> _Aim of the task_
What follows is a set of records; repeat all of them exactly.

Dataset entries
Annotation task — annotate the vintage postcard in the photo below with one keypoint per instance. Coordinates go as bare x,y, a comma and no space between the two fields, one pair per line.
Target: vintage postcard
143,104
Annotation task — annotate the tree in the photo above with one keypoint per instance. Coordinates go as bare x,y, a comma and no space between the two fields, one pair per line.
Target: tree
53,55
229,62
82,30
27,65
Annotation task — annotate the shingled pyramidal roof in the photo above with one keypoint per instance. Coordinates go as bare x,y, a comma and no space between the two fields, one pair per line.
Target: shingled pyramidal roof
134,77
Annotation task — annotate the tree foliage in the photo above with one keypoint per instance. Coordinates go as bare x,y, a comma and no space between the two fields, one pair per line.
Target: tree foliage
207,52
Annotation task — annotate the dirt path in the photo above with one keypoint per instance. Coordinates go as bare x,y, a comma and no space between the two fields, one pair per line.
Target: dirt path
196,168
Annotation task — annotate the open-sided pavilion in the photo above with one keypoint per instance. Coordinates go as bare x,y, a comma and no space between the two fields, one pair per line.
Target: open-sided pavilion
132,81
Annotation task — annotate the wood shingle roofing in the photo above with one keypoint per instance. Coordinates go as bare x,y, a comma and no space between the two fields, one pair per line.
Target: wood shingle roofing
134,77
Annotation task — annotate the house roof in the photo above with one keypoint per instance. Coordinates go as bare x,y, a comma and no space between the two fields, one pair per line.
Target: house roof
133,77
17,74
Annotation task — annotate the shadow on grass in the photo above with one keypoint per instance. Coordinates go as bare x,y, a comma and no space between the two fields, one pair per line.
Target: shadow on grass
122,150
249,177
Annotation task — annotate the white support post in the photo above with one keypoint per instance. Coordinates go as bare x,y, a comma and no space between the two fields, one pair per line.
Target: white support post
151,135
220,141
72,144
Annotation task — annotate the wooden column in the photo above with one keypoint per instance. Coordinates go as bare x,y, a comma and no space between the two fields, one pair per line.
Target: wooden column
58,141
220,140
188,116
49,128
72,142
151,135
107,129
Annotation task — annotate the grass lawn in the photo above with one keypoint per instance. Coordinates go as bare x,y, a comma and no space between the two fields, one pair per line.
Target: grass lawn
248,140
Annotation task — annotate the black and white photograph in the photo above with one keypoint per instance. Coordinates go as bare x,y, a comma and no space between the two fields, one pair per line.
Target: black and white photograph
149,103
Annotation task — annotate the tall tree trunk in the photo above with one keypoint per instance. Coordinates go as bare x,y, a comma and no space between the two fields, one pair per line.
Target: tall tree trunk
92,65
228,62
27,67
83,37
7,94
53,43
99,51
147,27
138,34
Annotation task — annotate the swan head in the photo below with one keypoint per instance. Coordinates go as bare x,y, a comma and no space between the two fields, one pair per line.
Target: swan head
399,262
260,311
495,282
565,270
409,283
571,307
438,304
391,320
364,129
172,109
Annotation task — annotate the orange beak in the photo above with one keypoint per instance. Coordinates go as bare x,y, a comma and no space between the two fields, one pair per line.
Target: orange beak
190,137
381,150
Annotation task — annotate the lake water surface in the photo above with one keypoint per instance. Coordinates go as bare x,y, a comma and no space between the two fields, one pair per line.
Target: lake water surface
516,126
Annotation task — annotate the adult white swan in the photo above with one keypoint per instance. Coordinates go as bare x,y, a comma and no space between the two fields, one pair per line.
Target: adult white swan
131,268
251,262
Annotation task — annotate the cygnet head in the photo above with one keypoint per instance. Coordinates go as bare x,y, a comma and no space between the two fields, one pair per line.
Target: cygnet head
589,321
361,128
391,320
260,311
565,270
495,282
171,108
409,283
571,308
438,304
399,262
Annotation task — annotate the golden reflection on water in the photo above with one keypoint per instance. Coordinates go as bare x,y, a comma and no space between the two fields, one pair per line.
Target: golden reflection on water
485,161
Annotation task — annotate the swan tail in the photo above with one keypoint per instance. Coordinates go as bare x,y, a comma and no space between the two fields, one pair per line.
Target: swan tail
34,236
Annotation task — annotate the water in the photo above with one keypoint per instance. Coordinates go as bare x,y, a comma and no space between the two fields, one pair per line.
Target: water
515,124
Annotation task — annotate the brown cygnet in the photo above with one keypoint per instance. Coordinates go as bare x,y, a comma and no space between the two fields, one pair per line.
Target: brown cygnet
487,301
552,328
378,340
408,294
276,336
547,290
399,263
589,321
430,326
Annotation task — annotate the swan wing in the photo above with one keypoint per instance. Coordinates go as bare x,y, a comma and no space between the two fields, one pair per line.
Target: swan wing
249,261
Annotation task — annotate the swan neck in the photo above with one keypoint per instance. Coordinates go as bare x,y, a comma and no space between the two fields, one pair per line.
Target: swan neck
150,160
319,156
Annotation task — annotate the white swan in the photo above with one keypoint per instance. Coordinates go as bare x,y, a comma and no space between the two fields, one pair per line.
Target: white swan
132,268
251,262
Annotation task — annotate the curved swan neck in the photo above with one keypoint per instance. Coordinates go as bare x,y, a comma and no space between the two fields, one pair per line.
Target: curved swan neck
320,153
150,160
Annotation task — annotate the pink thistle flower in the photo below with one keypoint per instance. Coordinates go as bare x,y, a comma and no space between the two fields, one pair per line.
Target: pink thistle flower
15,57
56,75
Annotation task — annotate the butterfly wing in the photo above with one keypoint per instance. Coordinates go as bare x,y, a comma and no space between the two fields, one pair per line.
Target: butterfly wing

> _Solution to this exercise_
Annotation task — annotate the vintage postcard in the photo below with one keypoint per instance. Coordinates go as bare x,y, a comma and no space between the two fields, one pair per line.
Target: vintage postcard
143,104
Annotation task — annotate the tree in the photo above with one keypoint per instance. Coordinates go as bare x,y, a comma and no space between the two fields, one pair per line.
Target: tree
53,55
229,62
82,30
27,65
Annotation task — annotate the shingled pyramidal roof in the photo above with one keypoint per instance. Coordinates go as bare x,y, a comma and no space between the two fields, one pair per line.
Target: shingled pyramidal roof
134,77
Annotation task — annotate the tree foliage in the photo above with one keypoint per instance. Coordinates go as bare x,y, a comma and no space between the two fields, one pair per line.
Target: tree foliage
207,52
Annotation task — annotate the dirt path in the photo above with one keypoint per instance. Coordinates go as bare x,y, a comma and no space between the two fields, one pair per line.
Target: dirt path
196,168
Annotation task — annotate the open-sided pavilion in the photo above with one keypoint per instance. Coordinates go as bare x,y, a comma and no space between the two fields, one pair per line.
Target: open-sided pavilion
132,81
Annotation task — annotate the wood shingle roofing in the photo above with one keypoint per instance. Coordinates go as bare x,y, a comma and no space between the two fields, one pair per line.
Target: wood shingle roofing
134,77
Annotation task — annotate the house roof in the photo above with one keypoint per instance. Coordinates go as bare x,y, a comma and no space between the two fields, one pair per line.
Target: house roof
133,77
17,74
Annotation task — annotate the shadow on grass in the photo above with one keypoint per instance. Coordinates go as bare x,y, a comma and no space between the two fields, one pair per line.
Target: shadow on grass
122,150
249,177
Annotation task — annotate the white support post in the photo above with one keypoint per instance. Coordinates go as bare x,y, a comma and no space between the two fields, one pair per line.
Target: white support post
151,135
220,141
72,144
Annotation task — annotate the wooden column in the photo above with one keypoint per instance. Coordinates go as bare x,y, a comma and no space between the two fields, one pair per line.
Target: wooden column
58,141
220,140
188,116
49,128
72,142
151,135
107,129
Annotation task — annotate the grass lawn in the photo above with one keypoint per instance. Coordinates go as bare x,y, a comma and no space between the two fields, one pair per line.
Target: grass lawn
248,140
Annotation task — annotate the black and white photograph in the photo above with one keypoint per instance. Coordinates go as bare x,y, a comma and no space between the two fields, one pair per line.
Target: black and white photograph
149,103
Annotation task — annotate the tall tree trunk in the photo above with one keypoint per instance. Coordinates go as bare x,y, a comma and no space between the two fields, one pair per line.
Target: tall tree trunk
92,65
228,62
27,67
83,37
7,94
53,43
99,51
147,27
138,34
Annotation task — annotate the swan head in the photo below with one keypoint per instance. Coordinates go as bare x,y, a comma and no space between the two fields, one pair per line.
Target: swan head
399,262
260,311
495,282
565,270
409,283
571,307
438,304
391,320
364,129
172,109
Annotation task — annotate the orange beak in the photo above with one keypoint per instance. Coordinates go as bare x,y, a comma and no space between the two fields, one pair per line.
Target: orange beak
190,137
381,150
Annotation task — annotate the lake water surface in the photo above with one keypoint per instance. Coordinates go as bare x,y, a comma and no space between the two fields, one pair per line.
Target: lake water surface
516,126
Annotation task — annotate the adult white swan in the photo above with one keypoint per instance. Coordinates go as bare x,y, a comma and no space between the two fields, one pair per line.
Target: adult white swan
131,268
251,262
Annotation task — annotate the cygnet head in the photo above with one keypoint per instance. Coordinates go as bare x,y, a comma and no space between the two fields, one pair per line.
Target: cygnet head
589,321
361,128
391,320
260,311
565,270
495,282
171,108
409,283
571,308
438,304
399,262
Annotation task — annotate the golden reflection on water in the photo above with one keypoint per instance. Coordinates go as bare x,y, a comma and no space between the two fields, one pair per line.
Target: golden reflection on water
485,161
Annotation task — annotate the swan tail in the photo above with one keypoint per instance. Coordinates go as bare x,y, a comma and no space between the two fields, one pair per line.
Target: swan tail
34,236
Annotation task — annotate the water in the photo above with one keypoint per instance. Coordinates go as bare x,y, a comma and no space between the two fields, one pair per line.
Target: water
515,124
Annotation task — annotate the brown cygnet in the photo above with one keypoint per instance. Coordinates go as bare x,y, a comma and no space between the two fields, one pair per line.
Target: brown cygnet
487,301
552,328
378,340
408,294
276,336
547,290
399,263
589,321
430,326
Annotation task — annotate the swan wing in the photo above with one keypoint per instance. Coordinates go as bare x,y, a comma and no space between the two fields, one pair per line.
Target: swan wing
249,261
Annotation task — annotate the swan neck in the photo above with one keypoint per instance. Coordinates go as bare x,y, a comma and no space between the two fields, one pair per line.
Target: swan neck
150,160
319,156
Annotation task — annotate the white swan in the photo above with one keypoint per instance. Coordinates go as bare x,y, a comma and no space between the two fields, one pair per line.
Target: white swan
132,268
251,262
Annotation task — annotate the curved swan neck in the photo above with one keypoint per instance. Coordinates go as bare x,y, a comma and no space between the two fields, one pair per line.
Target: curved swan neck
320,153
150,160
Annotation task — annotate the pink thistle flower in the photo below with one keypoint per instance. Coordinates go as bare x,y, a comma and no space between the two fields, one pair per line.
Target: pink thistle flower
15,57
56,75
Annotation task — annotate the butterfly wing in the photo above with one keypoint per instance. Coordinates go as bare x,y, a comma and no space between the two fields, one pair per line.
Target: butterfly wing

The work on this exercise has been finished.